_Data extract_
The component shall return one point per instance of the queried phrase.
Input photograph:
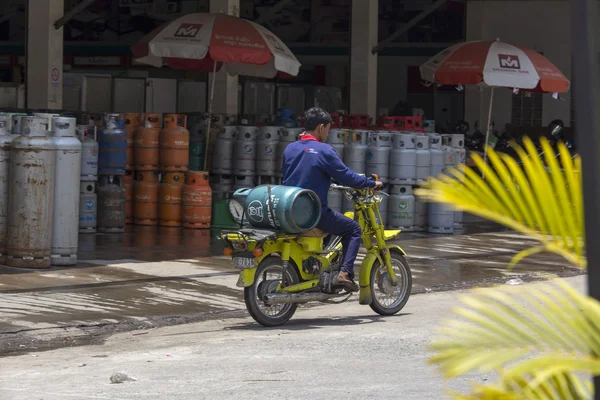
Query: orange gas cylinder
(197, 200)
(174, 143)
(145, 207)
(169, 199)
(146, 143)
(128, 186)
(131, 123)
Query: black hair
(315, 116)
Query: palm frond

_Work to be completed_
Only the text of the records is to be reproduced exactly; skip the pictures.

_Response area_
The component shall return one point per instance of the queried phrase.
Input photograph:
Query: orange gas cylinder
(197, 200)
(174, 143)
(145, 207)
(169, 199)
(146, 143)
(128, 186)
(131, 123)
Query: black hair
(315, 116)
Query: palm frond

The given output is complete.